(What you will do):
Of the records below, reproduce only the span that opens with the line containing "Pin every instance of the calm" and closes with the last line.

(Provided material):
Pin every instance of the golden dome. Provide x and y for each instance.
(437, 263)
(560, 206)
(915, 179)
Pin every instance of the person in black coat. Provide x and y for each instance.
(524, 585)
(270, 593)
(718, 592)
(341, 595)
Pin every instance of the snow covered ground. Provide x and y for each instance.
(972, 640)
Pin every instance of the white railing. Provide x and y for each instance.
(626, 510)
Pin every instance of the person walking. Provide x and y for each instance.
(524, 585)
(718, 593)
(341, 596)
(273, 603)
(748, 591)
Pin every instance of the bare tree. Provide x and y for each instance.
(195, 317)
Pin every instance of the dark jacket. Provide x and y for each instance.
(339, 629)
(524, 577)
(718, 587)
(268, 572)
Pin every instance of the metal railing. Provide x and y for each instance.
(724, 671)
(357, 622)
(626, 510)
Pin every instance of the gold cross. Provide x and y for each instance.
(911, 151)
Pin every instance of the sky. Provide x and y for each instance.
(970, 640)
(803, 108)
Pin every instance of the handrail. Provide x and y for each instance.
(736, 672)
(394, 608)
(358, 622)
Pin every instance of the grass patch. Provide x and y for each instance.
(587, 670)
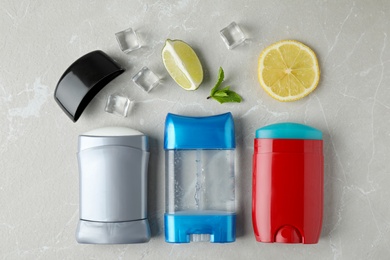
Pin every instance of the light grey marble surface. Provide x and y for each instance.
(38, 143)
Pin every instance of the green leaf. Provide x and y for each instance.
(223, 95)
(220, 93)
(221, 76)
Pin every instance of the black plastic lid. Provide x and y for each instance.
(83, 80)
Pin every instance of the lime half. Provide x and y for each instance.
(182, 64)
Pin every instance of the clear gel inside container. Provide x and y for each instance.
(200, 181)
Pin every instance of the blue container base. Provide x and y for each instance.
(180, 227)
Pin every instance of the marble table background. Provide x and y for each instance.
(38, 143)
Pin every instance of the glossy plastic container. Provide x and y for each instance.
(113, 165)
(288, 169)
(200, 181)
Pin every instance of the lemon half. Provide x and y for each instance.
(288, 70)
(182, 64)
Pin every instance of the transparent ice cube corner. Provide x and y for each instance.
(128, 40)
(118, 105)
(146, 79)
(232, 35)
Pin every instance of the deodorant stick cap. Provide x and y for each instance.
(121, 136)
(289, 131)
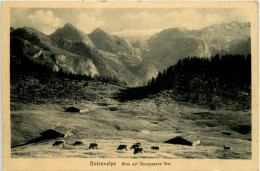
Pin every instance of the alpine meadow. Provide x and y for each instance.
(130, 83)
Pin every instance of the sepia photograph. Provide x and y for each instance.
(131, 83)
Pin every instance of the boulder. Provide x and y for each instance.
(184, 140)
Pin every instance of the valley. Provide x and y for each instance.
(174, 83)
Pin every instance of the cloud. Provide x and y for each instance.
(45, 21)
(87, 23)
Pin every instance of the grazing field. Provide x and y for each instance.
(110, 123)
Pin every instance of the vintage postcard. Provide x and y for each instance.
(130, 86)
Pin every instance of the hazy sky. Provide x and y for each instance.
(124, 22)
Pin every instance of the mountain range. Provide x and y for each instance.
(99, 53)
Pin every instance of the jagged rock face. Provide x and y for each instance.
(75, 65)
(57, 59)
(71, 33)
(109, 43)
(128, 54)
(100, 53)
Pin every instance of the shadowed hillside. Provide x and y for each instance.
(215, 81)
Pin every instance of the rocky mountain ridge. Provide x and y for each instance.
(100, 53)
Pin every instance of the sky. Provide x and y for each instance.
(124, 22)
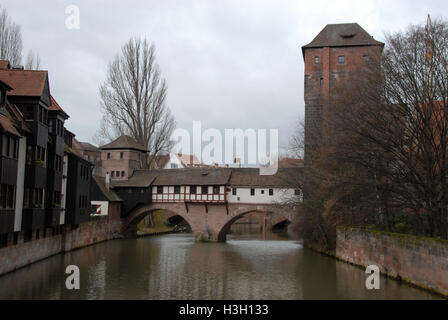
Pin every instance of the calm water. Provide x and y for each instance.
(175, 267)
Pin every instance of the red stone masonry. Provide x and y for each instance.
(420, 261)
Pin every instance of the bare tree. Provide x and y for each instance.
(133, 99)
(391, 128)
(32, 61)
(10, 39)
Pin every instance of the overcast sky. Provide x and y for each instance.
(230, 64)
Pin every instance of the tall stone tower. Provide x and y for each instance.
(335, 53)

(Answer to this task):
Pin every instance of the calm water. Provide x and y for each instance.
(175, 267)
Pin every instance of the red stone masonry. Provide x and y for each instance.
(420, 261)
Pin every instance of the bare tree. Provide x and y for each instance.
(133, 99)
(391, 128)
(32, 61)
(10, 39)
Pin every instance of the overcast sky. Provide x and y for each instance.
(230, 64)
Pin every instance of the tall stone tower. Provide x and y for each instance.
(335, 53)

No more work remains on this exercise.